§ **TEKS**
◆ ◆ ◆ ◆ ◆

BAB I PENDAHULUAN 1.1 Latar Belakang Menurut Parker (dalam Noviatri dan Reniwati 2010:4), pada komponenkomponen bahasa manusia, baik bahasa yang dipakai manusia di masa lampau, maupun sekarang, dijumpai ciri-ciri keumuman yang disebut dengan kesemestaan bahasa. Akan tetapi, dibalik kesemestaan itu dapat dilihat adanya kekhasan dan kekhususan dari masing-masing bahasa. Bahasa daerah merupakan bahasa yang memiliki ciri khas tersendiri dalam interaksi sosial masyarakat. Noviatri dan Reniwati (2010:4) menyatakan bahwa bahasa daerah dikenal sebagai bahasa yang sangat ekspresif, karena bahasa daerah merupakan media penyampaian ungkapan perasaan dan emosi penuturnya. Selain itu, bahasa daerah sangat kaya dengan satuan lingual yang berkaitan dengan pengungkapan perasaan dan emosi. Salah satu bentuk satuan lingual yang dimaksud adalah kategori fatis, kategori ini sering digunakan dalam bahasa Minangkabau. Kategori fatis adalah kategori yang bertugas untuk memulai, mempertahankan, atau mengukuhkan komunikasi antara pembicara dan kawan bicara (Kridalaksana, 2007:114). Kelas kata ini biasanya terdapat dalam konteks dialog atau wawancara bersambutan, yaitu kalimat-kalimat yang diucapkan oleh penutur kepada mitra tutur. Kridalaksana (2007:116) menyebutkan bahwa kategori fatis ada yang berbentuk partikel, kata, dan frase.

◆ ◆ ◆ ◆ ◆

Catatan data

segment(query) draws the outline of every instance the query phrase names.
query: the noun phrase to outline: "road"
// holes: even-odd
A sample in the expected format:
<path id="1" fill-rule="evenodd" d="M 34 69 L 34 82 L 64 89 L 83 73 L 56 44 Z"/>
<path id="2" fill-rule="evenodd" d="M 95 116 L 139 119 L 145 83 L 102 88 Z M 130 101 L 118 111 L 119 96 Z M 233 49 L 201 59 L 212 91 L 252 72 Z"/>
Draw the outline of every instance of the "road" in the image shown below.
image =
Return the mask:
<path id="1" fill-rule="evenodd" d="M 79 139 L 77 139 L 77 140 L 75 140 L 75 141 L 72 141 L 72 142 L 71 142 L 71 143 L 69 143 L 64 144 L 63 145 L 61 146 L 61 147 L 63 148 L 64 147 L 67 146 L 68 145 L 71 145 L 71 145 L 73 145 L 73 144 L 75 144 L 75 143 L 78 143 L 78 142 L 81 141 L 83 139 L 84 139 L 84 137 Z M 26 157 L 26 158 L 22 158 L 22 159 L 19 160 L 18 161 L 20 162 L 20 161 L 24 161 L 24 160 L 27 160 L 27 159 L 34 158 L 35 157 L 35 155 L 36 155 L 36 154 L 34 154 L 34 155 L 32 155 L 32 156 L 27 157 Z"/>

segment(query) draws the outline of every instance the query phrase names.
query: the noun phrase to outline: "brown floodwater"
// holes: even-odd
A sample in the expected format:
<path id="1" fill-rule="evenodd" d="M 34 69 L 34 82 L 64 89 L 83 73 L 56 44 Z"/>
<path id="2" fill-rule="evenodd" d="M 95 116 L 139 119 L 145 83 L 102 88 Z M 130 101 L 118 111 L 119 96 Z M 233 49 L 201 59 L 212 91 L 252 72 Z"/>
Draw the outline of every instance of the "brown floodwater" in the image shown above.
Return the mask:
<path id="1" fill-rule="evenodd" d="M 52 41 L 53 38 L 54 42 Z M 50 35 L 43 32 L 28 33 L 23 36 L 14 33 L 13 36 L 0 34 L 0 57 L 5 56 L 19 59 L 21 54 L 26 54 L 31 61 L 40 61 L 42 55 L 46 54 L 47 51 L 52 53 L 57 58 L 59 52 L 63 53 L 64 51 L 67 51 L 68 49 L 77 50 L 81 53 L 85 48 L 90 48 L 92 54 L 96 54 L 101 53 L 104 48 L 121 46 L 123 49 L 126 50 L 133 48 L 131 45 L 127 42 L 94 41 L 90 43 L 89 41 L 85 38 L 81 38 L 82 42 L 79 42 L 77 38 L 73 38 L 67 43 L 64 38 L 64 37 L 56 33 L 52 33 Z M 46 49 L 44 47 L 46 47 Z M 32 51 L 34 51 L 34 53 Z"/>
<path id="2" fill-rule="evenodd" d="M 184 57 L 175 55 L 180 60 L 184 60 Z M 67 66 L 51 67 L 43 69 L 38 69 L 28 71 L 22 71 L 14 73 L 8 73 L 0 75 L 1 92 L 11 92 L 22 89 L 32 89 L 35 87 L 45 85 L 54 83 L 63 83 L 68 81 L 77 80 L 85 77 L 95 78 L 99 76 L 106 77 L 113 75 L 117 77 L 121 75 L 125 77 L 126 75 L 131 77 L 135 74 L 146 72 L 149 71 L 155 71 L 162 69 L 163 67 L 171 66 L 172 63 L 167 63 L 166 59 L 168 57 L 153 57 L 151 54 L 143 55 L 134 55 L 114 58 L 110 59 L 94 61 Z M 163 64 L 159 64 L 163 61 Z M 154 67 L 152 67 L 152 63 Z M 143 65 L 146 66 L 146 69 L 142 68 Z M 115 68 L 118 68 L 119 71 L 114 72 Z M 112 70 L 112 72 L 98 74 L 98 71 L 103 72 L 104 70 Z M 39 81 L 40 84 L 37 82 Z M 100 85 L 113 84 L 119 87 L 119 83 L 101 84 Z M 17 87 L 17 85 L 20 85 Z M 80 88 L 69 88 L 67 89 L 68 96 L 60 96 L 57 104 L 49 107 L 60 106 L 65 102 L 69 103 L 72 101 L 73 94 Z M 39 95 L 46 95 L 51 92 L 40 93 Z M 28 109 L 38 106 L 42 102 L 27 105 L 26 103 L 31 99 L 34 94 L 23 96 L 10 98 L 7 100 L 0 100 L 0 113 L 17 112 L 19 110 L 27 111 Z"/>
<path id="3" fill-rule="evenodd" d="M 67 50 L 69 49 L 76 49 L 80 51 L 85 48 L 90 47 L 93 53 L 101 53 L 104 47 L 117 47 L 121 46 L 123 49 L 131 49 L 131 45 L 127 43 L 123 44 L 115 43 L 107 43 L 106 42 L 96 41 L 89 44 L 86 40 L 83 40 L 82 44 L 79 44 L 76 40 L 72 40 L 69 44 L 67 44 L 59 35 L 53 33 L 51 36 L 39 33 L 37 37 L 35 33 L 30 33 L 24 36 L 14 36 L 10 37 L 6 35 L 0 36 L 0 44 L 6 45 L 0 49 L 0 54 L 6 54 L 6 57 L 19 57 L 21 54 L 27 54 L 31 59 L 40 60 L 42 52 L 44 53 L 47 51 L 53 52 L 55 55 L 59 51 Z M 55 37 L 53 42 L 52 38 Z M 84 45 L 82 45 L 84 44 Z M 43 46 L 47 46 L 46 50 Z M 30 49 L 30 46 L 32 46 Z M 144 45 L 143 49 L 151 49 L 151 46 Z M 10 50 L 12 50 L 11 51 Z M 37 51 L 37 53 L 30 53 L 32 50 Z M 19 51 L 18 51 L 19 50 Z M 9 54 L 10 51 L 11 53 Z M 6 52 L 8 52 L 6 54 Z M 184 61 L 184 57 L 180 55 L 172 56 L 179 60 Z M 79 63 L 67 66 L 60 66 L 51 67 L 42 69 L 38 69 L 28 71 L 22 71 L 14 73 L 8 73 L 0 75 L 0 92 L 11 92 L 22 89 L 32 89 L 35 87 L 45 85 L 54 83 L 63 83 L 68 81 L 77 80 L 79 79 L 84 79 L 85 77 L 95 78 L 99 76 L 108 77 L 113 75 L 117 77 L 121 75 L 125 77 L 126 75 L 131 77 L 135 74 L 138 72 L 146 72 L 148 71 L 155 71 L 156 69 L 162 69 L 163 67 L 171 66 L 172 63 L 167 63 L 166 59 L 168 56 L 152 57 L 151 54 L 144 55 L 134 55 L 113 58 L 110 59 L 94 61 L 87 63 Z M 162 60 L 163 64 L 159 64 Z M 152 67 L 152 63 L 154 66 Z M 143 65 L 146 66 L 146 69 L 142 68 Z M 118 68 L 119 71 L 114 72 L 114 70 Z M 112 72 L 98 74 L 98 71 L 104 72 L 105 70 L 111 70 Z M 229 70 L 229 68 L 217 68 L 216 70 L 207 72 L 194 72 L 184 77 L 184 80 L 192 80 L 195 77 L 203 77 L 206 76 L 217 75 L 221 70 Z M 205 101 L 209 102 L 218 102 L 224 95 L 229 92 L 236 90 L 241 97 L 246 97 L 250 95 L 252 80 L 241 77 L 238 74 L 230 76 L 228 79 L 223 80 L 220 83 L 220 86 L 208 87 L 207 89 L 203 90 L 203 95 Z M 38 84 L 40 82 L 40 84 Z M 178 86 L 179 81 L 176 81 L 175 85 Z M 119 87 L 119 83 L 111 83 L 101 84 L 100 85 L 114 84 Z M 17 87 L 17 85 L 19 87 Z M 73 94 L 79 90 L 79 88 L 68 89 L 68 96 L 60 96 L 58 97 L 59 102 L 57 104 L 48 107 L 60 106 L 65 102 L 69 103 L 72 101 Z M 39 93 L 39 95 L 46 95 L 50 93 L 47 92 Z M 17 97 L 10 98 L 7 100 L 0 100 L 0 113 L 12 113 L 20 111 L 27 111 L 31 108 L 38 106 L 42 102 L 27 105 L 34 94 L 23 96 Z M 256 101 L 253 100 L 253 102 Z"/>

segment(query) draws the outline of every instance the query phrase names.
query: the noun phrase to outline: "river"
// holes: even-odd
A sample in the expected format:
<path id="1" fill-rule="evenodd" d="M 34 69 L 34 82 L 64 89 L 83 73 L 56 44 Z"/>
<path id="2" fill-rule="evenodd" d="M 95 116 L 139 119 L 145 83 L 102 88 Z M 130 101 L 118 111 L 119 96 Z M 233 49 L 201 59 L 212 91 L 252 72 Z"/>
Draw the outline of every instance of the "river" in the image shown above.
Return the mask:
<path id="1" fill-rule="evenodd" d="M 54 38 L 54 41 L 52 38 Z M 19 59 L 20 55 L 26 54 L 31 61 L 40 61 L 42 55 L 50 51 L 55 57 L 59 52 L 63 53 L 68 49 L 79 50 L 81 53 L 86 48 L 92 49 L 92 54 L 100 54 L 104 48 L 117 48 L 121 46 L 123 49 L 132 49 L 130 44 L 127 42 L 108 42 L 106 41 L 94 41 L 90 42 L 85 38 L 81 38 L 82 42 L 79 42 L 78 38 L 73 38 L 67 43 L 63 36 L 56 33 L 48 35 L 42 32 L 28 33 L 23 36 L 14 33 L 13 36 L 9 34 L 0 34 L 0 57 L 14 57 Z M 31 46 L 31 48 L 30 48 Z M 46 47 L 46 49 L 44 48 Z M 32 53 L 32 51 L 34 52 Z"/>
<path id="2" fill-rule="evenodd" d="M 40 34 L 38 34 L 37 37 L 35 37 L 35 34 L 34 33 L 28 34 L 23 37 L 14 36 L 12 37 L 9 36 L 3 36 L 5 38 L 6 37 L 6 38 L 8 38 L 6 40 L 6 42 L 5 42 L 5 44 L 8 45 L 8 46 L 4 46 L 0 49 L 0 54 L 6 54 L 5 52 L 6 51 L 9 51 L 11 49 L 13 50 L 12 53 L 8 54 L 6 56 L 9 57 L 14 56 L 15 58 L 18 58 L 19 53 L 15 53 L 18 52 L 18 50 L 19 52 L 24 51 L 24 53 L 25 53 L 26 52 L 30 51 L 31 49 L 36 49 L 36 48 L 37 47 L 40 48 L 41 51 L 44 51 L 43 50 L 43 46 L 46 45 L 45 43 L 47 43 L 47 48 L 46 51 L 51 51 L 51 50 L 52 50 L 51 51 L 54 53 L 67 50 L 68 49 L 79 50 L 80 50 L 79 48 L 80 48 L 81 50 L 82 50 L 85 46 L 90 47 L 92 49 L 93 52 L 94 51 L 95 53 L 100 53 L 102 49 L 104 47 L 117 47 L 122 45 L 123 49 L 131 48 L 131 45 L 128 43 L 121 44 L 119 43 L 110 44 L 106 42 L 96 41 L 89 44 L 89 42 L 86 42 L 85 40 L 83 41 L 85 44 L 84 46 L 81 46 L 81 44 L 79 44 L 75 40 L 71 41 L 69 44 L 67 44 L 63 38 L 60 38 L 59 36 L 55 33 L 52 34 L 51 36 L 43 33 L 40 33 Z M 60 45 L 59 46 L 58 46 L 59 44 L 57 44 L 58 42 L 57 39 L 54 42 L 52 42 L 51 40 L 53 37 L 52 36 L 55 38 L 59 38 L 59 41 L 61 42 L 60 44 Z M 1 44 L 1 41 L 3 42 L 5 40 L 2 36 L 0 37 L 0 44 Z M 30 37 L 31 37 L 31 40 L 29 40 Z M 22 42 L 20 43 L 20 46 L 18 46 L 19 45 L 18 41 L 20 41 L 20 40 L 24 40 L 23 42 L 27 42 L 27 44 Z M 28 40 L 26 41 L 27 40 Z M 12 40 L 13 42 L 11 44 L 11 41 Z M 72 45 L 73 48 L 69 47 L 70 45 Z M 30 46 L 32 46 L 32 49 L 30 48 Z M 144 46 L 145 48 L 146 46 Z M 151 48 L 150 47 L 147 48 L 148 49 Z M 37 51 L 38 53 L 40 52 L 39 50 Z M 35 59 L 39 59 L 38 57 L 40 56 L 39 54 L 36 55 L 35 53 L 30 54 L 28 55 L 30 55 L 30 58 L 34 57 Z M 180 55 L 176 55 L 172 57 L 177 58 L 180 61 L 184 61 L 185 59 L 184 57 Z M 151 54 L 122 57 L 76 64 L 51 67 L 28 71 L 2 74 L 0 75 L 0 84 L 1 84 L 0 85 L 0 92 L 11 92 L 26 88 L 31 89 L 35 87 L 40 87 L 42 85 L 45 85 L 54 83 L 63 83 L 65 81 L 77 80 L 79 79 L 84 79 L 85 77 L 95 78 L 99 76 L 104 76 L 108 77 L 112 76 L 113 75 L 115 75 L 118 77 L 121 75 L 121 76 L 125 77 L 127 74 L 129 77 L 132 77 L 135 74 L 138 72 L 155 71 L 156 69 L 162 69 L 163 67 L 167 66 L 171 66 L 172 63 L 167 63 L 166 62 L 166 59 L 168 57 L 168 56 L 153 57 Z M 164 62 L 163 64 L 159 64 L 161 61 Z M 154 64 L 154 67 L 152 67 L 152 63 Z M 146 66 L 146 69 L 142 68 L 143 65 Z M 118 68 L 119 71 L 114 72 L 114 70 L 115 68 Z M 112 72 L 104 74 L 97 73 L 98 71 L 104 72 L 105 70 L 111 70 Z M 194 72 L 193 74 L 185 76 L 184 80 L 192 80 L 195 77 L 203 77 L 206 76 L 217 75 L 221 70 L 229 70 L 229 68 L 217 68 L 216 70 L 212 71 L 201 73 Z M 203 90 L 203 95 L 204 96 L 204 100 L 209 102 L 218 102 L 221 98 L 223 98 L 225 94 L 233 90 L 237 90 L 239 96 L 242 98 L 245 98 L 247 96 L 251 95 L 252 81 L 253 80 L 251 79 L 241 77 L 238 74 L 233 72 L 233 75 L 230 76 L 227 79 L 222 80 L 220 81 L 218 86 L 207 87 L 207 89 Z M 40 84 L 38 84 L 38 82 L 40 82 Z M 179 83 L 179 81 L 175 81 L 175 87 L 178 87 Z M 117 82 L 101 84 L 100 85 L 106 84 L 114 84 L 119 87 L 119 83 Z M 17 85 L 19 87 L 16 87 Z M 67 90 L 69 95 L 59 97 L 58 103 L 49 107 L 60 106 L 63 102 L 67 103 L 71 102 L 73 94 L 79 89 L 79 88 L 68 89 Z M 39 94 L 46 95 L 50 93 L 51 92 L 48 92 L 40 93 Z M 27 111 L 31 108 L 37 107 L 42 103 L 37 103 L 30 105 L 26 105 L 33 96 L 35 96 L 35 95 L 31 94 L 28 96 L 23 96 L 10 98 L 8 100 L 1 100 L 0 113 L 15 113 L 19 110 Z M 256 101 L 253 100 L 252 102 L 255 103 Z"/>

◆ ◆ ◆ ◆ ◆

§ **SOAL LATIHAN**
(a) Menurut teks tentang kategori fatis, apa tugas kategori fatis dalam komunikasi?
(b) Apakah setiap pernyataan berikut sesuai dengan teks tentang kategori fatis? Jawab ya atau tidak, lalu kutip kata-kata teks yang menentukan jawabannya. (i) Kategori fatis sering digunakan dalam bahasa Minangkabau. (ii) Menurut Kridalaksana, kategori fatis hanya berbentuk kata. (iii) Bahasa daerah dikenal sebagai bahasa yang sangat ekspresif.
Daftar di atas tidak berperan dalam latihan ini.

§ **KUNCI JAWABAN**
(a) Memulai, mempertahankan, atau mengukuhkan komunikasi antara pembicara dan kawan bicara.

(b) (i) Ya: "kategori ini sering digunakan dalam bahasa Minangkabau". (ii) Tidak: "kategori fatis ada yang berbentuk partikel, kata, dan frase". (iii) Ya: "bahasa daerah dikenal sebagai bahasa yang sangat ekspresif".